*OBJECTIVE 1*.
Rewrite the records from the line with "of the jacket" up to and including the line with "x=228, y=104", replacing "exercise" with "task" and leaving everything else unchanged.

*DOCUMENT EXTRACT*.
======
North’s Passages in the Canon
An introduction to hundreds of memorable speeches, quotes, and storylines that first appeared in Thomas North’s writings, prior to their reuse in Shakespeare’s plays
Fortunately for literary archaeologists, when Thomas North wrote plays for Leicester’s Men, he frequently recycled stories, images, ideas, speeches, and characters from his latest translations. Sometimes, he did this with his own text open beside him, adopting the passage with little change. Other times, when facing a certain situation about which he had previously written, he would recall that prior passage. Then he would recraft it while echoing his former language, filling the dramatic speech with uniquely Northern lines and phrases that occur nowhere else in the history of English language. The result is that literally hundreds of passages in the Shakespeare canon can be traced back to North’s prose texts. (See full-page of illustrated pics of borrowings)
Scholars are already aware of a small fraction of these borrowings. At least since the eighteenth century, researchers have contended that when Shakespeare wrote his three Roman tragedies—Julius Caesar, Coriolanus, and Antony and Cleopatra and, to a lesser extent, the Greek tragedy Timon of Athens—he had North’s Plutarch’s Lives open beside him, closely following the relevant source chapters and subsuming many of North’s passages with little change. “Shakespeare, the first poet of all time, borrowed three plays almost wholly from North,” wrote George Wyndham about the Roman plays. “Shakespeare’s obligation is apparent in almost all he has written. To measure it you must quote the bulk of the three plays.”
======
*OBJECTIVE 2*.
According to the text on North's passages in the Shakespeare canon, who wrote that Shakespeare borrowed three plays almost wholly from North?
======
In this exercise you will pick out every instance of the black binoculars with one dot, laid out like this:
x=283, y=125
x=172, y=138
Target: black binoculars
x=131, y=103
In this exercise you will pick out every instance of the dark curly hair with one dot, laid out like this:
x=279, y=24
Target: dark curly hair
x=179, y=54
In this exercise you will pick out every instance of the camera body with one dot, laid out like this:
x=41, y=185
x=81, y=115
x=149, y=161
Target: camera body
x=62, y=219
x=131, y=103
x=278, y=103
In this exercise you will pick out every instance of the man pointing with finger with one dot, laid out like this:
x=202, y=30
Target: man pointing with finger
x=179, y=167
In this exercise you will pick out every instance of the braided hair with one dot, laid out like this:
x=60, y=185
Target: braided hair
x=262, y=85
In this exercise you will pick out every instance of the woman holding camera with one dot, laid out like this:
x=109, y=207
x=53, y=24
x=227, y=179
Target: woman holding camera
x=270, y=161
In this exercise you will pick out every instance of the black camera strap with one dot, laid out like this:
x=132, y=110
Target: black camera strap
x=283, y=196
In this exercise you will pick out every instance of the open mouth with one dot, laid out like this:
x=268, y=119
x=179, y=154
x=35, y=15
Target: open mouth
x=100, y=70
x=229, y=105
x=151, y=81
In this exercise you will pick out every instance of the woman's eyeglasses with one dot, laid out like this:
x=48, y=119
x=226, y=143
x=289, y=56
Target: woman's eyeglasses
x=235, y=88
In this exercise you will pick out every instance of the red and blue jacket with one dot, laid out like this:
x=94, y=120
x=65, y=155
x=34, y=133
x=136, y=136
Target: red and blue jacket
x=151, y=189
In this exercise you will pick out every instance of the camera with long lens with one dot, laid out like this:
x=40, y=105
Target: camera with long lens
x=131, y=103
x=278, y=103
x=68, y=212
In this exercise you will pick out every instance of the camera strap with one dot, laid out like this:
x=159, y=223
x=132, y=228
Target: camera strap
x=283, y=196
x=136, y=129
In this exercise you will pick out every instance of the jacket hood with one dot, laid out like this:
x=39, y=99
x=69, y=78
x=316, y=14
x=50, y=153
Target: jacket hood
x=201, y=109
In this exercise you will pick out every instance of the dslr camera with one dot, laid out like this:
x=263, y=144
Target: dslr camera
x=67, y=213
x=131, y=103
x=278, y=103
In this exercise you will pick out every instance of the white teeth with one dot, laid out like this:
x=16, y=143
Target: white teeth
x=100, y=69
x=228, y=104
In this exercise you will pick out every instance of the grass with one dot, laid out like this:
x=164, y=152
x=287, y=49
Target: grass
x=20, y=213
======
*CORRECT OUTPUT 1*.
In this task you will pick out every instance of the jacket hood with one dot, laid out like this:
x=39, y=99
x=69, y=78
x=316, y=14
x=50, y=153
Target: jacket hood
x=201, y=109
In this task you will pick out every instance of the dslr camera with one dot, laid out like this:
x=263, y=144
Target: dslr camera
x=67, y=213
x=131, y=103
x=278, y=103
In this task you will pick out every instance of the white teeth with one dot, laid out like this:
x=16, y=143
Target: white teeth
x=100, y=69
x=228, y=104

*CORRECT OUTPUT 2*.
George Wyndham.